### Secção do documento
====

Com o 25A74, para nós, a guerra das armas tinha cessado, dando lugar a guerra do ilusionismo politico-ideológico, das mentiras pseudo-patrióticas e das mil e umas promessas que
nunca serão cumpridas por essa geração utópica de combatentes que nos fizeram acreditar no país de mel e maná do céu, o milagre da nova Suíça que nasceria nas bolanhas e na terra vermelha da Guiné-Bissau.

António Spínola, retrato
oficial.
Museu da Presidência
da República

(adapt. com a devida vénia)

Todavia, na minha visão pessoal, o verdadeiro 25 de Abril, tinha acontecido em princípios de 1970, quando o general Spinola chegou ao aquartelamento de Fajonquito, sem pré-aviso, e na nossa frente deu um tabefe na cara branca e surpreendida do Capitão da companhia, arrancando-lhe os galões que ostentava, alegadamente, por abuso de poder sobre a população indígena com cumplicidade do chefe tradicional local.

====

### Dados fornecidos
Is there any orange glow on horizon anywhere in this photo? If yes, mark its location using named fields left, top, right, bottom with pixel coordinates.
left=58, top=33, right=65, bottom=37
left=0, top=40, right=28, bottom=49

====

### Requisitos
1. No texto sobre a Guiné-Bissau, a que aquartelamento chegou o general sem pré-aviso?
2. Extraia do texto sobre a Guiné-Bissau o trecho que abre com as palavras que contêm "António Spínola, retrato" e fecha com "chefe tradicional local.".
3. Continue, por favor, o texto sobre a Guiné-Bissau a partir do ponto em que termina.

### Respostas às tarefas
1. Ao aquartelamento de Fajonquito.

2.
António Spínola, retrato
oficial.
Museu da Presidência
da República

(adapt. com a devida vénia)

Todavia, na minha visão pessoal, o verdadeiro 25 de Abril, tinha acontecido em princípios de 1970, quando o general Spinola chegou ao aquartelamento de Fajonquito, sem pré-aviso, e na nossa frente deu um tabefe na cara branca e surpreendida do Capitão da companhia, arrancando-lhe os galões que ostentava, alegadamente, por abuso de poder sobre a população indígena com cumplicidade do chefe tradicional local.

3.
Hoje, sabemos que em 1974, apesar de toda a propaganda veiculada na altura e tendo em atenção o percurso e a real situação vigente, os nossos países ainda não estavam preparados para uma independência total como aconteceu, e a solução federalista proposta e almejada pelo general Spínola, pese embora fora de prazo e contra os ventos da história, seria o mal menor como solução a longo prazo e uma boa forma de levar Portugal a responsabilizar-se e trabalhar em conjunto com as suas antigas colónias sobre medidas para lidar com os legados de todos os seus actos e desventuras ao longo dos séculos nesses territórios, incluindo a contribuição para uma verdadeira reconciliação e justiça entre os seus povos. 

Mas isso sou eu a falar com os meus pequenos botões.

Bissau, 26 de Abril de 2014
Cherno AB

(Revisão/fixação de tecto, negritos: LG)
__________


(**) Vd. a notável série autobiográfica do Cherno Baldé, de que já se publicaram mais de meia centena de postes (fora os "avulsos")> 


19 de junho de 2009 > Guiné 63/74 - P4553: Memórias do Chico, menino e moço (Cherno Baldé) (1): A primeira visão, aterradora, de um helicanhão

18 comentários:

Tabanca Grande Luís Graça disse...

Cherno, já conheceste bem os horrores da guerra, incluindo a guerra civil de 1998/99, por que razão haverias de ter gostado de ser "comando" ?

Parece que terá sido, esse, o teu sonho de menino, que cresceu com a tropa em Fajonquito...e aprendeu a admirar a grande tropa de elite que foi o Batalhão de Comandos da Guiné, projeto do "Homem Grande" que foi Spínola...

Mas deixa-me saudar o teu grande testemunho, o belo texto, o teu, sobre o 25A e sobre a história que poderia ter sido escrita pro outras mãos, com outras linhas...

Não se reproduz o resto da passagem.